Welcome to This Week In Tomorrow.
It’s been two years since this project started, and over two hundred fifty posts and more than a hundred thousand visits later, it’s probably time to update just what this site is about.
My name is Richard Ford Burley, and for the most part I started this blog as a way to stay optimistic about the world. In my day job, I study Remix Culture and the Middle Ages, arguing that the way culture reproduces itself on the internet is a better model than print culture is for understanding the way culture reproduced itself before the advent of the printing press and copyright laws. But PhDs take a long time to get, they don’t pay well, and there aren’t a lot of jobs on the other side of them, so I started writing about the future in my time off.
And there’s so much to look forward to.

→ Data section:
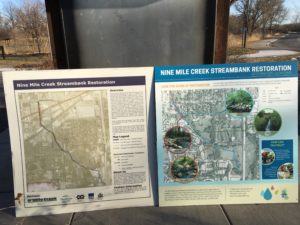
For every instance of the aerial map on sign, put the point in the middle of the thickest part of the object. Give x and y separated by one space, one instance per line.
209 135
66 139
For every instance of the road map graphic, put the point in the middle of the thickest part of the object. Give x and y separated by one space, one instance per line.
66 139
209 135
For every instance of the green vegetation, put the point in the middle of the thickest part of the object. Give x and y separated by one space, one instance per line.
34 61
184 168
267 157
239 102
267 120
177 138
286 171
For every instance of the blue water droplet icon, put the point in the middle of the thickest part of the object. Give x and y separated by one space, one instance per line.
268 194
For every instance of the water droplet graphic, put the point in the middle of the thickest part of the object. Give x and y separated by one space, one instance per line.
267 194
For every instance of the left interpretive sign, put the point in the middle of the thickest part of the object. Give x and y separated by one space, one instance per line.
79 139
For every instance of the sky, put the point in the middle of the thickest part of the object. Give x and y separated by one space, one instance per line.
292 5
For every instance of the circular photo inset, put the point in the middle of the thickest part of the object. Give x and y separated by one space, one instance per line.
239 102
267 122
184 169
285 171
177 139
267 156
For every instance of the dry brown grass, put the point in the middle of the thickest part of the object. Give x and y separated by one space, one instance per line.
21 46
28 62
236 40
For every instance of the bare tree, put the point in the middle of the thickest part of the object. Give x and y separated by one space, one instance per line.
262 14
31 20
10 11
272 15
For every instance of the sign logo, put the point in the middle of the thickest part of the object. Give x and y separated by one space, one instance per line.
80 197
100 196
65 199
91 196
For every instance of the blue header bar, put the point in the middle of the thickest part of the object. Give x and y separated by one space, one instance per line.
79 82
226 71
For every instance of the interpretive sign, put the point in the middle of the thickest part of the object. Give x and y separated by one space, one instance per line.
227 133
79 139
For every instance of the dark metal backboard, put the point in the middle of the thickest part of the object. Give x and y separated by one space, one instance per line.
118 33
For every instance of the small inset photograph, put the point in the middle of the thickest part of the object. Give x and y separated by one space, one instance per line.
267 156
184 169
285 171
239 102
177 140
267 122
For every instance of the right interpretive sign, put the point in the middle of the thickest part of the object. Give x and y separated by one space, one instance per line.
227 134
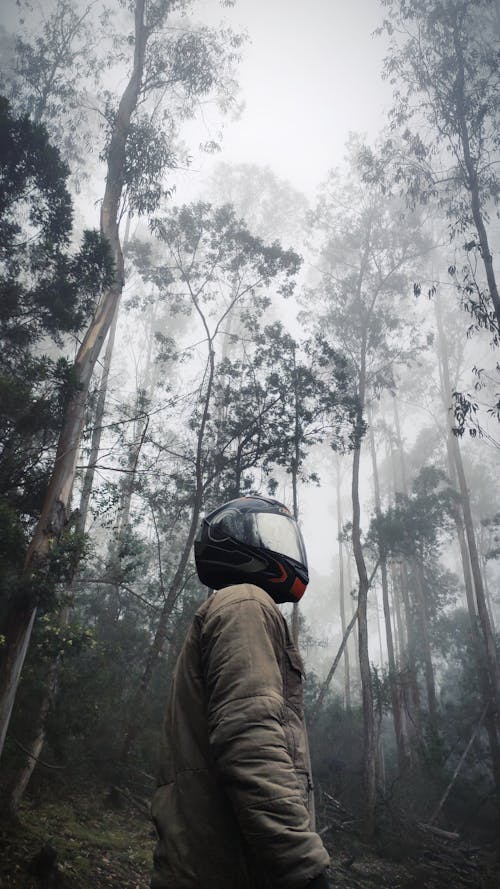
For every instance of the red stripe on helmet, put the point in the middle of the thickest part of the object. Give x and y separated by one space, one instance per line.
282 577
298 588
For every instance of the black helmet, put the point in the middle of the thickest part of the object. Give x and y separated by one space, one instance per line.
253 540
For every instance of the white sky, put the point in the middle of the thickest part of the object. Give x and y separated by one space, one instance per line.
310 75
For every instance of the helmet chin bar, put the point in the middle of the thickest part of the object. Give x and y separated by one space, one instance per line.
228 551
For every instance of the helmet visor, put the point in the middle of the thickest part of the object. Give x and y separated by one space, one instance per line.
263 530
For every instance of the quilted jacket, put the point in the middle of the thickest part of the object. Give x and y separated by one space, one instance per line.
233 804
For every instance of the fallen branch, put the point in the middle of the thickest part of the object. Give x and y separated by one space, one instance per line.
459 766
319 700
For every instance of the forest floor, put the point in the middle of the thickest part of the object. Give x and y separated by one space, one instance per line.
102 849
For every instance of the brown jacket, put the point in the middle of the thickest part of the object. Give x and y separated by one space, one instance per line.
232 804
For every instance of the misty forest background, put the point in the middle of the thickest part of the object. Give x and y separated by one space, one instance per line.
337 349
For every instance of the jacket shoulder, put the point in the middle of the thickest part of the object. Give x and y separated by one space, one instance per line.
239 593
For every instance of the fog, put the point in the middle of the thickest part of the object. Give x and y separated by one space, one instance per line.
252 248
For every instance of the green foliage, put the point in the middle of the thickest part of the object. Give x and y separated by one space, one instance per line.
46 294
414 527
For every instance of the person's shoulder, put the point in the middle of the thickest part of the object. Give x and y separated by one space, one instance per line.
237 595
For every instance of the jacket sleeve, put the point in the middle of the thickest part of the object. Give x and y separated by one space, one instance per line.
242 647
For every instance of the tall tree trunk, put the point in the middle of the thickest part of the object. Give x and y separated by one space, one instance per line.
347 679
369 749
160 637
483 637
54 514
402 741
17 787
95 442
423 611
295 474
472 178
410 695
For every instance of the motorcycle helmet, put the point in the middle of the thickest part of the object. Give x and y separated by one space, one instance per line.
256 540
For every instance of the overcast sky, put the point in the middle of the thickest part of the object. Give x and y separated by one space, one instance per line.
311 74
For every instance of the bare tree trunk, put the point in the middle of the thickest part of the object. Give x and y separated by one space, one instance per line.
410 695
95 442
402 741
295 473
472 180
160 637
430 683
54 514
483 637
21 779
369 750
331 672
347 680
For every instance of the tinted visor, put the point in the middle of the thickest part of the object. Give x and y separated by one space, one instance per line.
263 530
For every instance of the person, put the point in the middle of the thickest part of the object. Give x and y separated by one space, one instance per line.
233 806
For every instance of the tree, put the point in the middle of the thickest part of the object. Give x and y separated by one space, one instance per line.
47 293
414 529
158 67
443 146
365 256
445 70
213 264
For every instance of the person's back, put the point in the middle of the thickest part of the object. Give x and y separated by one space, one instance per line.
233 804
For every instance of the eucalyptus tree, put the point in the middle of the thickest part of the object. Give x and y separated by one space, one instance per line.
442 148
212 266
415 528
368 247
164 65
443 62
48 293
483 633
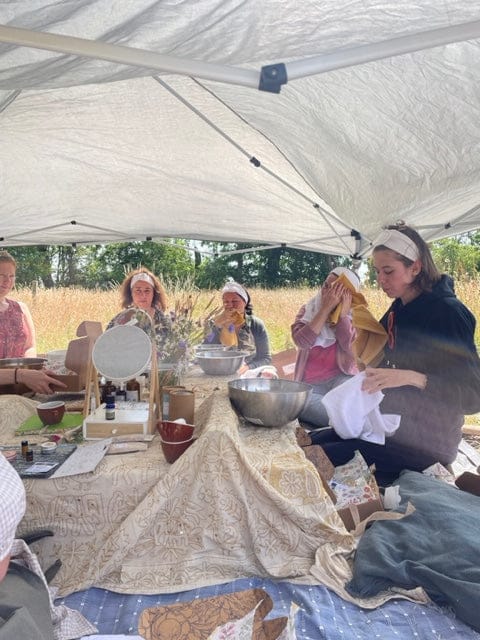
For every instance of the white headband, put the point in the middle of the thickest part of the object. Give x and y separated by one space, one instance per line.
234 287
399 242
144 277
12 501
349 274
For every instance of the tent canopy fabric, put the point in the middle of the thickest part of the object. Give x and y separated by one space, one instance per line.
97 150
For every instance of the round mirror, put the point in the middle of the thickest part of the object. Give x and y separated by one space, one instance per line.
122 352
134 317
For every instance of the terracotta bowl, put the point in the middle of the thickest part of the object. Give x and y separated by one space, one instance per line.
51 412
173 450
174 431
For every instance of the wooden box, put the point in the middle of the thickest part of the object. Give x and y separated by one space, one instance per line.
130 419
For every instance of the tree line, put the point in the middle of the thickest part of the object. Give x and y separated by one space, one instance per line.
104 266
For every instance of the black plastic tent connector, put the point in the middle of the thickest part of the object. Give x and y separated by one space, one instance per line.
272 76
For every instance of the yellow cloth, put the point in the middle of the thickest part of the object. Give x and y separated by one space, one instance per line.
228 334
371 336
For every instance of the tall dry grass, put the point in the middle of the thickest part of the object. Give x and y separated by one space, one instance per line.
58 312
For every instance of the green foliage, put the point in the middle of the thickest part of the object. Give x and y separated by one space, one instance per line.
458 257
108 264
271 268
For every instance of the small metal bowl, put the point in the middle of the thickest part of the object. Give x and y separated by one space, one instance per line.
268 403
220 363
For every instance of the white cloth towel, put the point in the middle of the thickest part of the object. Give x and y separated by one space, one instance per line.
354 413
326 337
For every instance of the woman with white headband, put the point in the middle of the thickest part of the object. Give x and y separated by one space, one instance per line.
325 356
236 326
141 289
430 374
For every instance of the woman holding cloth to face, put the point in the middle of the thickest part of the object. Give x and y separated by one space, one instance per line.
430 374
236 326
325 356
17 333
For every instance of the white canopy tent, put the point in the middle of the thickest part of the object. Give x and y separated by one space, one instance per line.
149 122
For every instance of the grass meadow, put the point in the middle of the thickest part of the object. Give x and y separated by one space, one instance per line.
57 312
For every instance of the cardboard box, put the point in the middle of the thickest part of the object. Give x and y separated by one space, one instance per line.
284 362
131 419
73 381
353 514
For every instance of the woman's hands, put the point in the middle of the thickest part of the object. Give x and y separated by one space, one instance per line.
379 379
226 318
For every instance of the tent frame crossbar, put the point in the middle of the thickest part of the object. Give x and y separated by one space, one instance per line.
269 78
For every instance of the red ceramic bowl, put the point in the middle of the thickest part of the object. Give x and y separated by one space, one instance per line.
51 412
173 450
175 431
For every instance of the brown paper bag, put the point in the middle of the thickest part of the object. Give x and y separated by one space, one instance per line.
178 403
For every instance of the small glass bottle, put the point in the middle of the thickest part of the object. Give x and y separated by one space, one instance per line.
108 389
110 407
133 390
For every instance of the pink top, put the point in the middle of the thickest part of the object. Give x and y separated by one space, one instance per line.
14 332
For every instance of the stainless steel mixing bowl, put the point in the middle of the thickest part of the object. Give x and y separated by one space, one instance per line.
220 363
268 403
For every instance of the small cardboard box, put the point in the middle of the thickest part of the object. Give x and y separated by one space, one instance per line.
284 362
130 419
72 381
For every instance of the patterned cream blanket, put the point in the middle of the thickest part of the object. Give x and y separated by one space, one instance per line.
241 501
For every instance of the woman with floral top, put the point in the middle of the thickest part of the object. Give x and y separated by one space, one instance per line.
141 289
17 333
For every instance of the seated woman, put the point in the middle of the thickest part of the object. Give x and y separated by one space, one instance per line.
325 355
236 326
430 374
141 289
17 333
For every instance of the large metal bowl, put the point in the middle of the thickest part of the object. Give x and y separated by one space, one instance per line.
268 403
22 363
220 363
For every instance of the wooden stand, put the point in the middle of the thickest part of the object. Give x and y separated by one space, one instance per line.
91 387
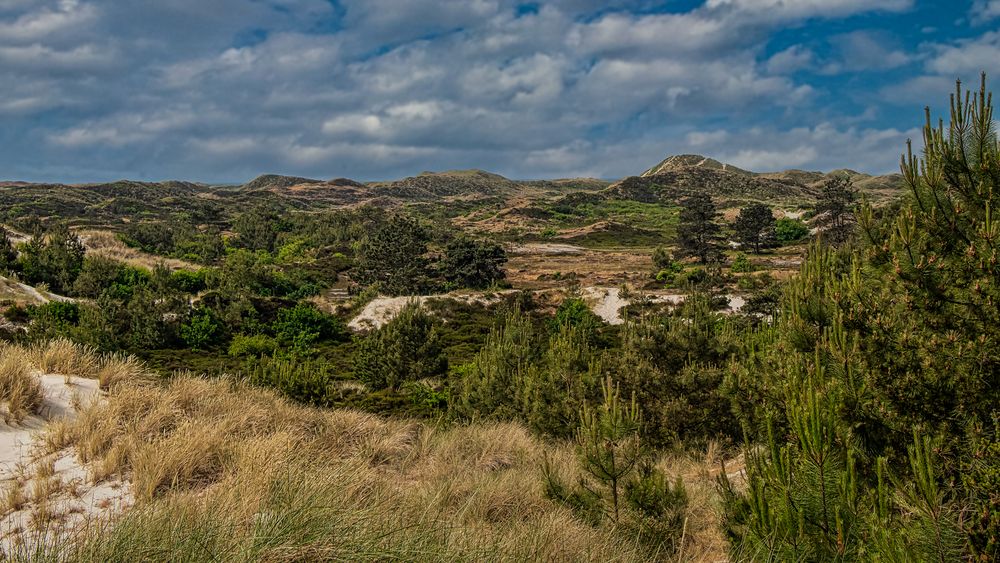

→ Exercise A: From the This Week In Tomorrow introduction, extract word for word the part that opens with "My name is Richard" and closes with "look forward to.".
→ Exercise B: Continue the This Week In Tomorrow introduction, picking up right after its final sentence.

→ Response A:
My name is Richard Ford Burley, and for the most part I started this blog as a way to stay optimistic about the world. In my day job, I study Remix Culture and the Middle Ages, arguing that the way culture reproduces itself on the internet is a better model than print culture is for understanding the way culture reproduced itself before the advent of the printing press and copyright laws. But PhDs take a long time to get, they don’t pay well, and there aren’t a lot of jobs on the other side of them, so I started writing about the future in my time off.
And there’s so much to look forward to.

→ Response B:
Science, skepticism, feminism, futurism: if you ask me, these are the antidotes to much of what ails the world. Science is about curiosity, about trying to understand the world with a methodology that admits its mistakes while building on them. It eschews ideology in favour of evidence, follows logic where it leads, and spends most of its time trying to prove itself wrong in order to better understand the world. Skepticism is an outgrowth of that, and sure, you’re going to be better skeptic the more you understand about science, but part of the project of this blog is to show that even a layperson can use critical reasoning to get a better handle on the world. You don’t need to be a scientist to know that vaccines don’t cause autism or that climate change is real. Sometimes I get it wrong, but that’s part of the project too: we live and learn. Feminism is part of the project, too: Feminism is about the equality of genders, sexualities, people. It’s about recognizing implicit bias and social pressures, and forces us to aim for a better, more egalitarian, more efficient and productive society. And that’s where futurism comes in: because in the end, this blog is all about the ways we’re going to get the future, the ways the world is changing now, and the ways we’re going to get there.
Because we’re already living in the future. From artificial hearts to virtual currencies, from genetic modification to drone airstrikes, for better or worse we’re going places. Why do we have eyes in the front of our heads?
So we can see where we’re going.
Thanks for coming along for the ride.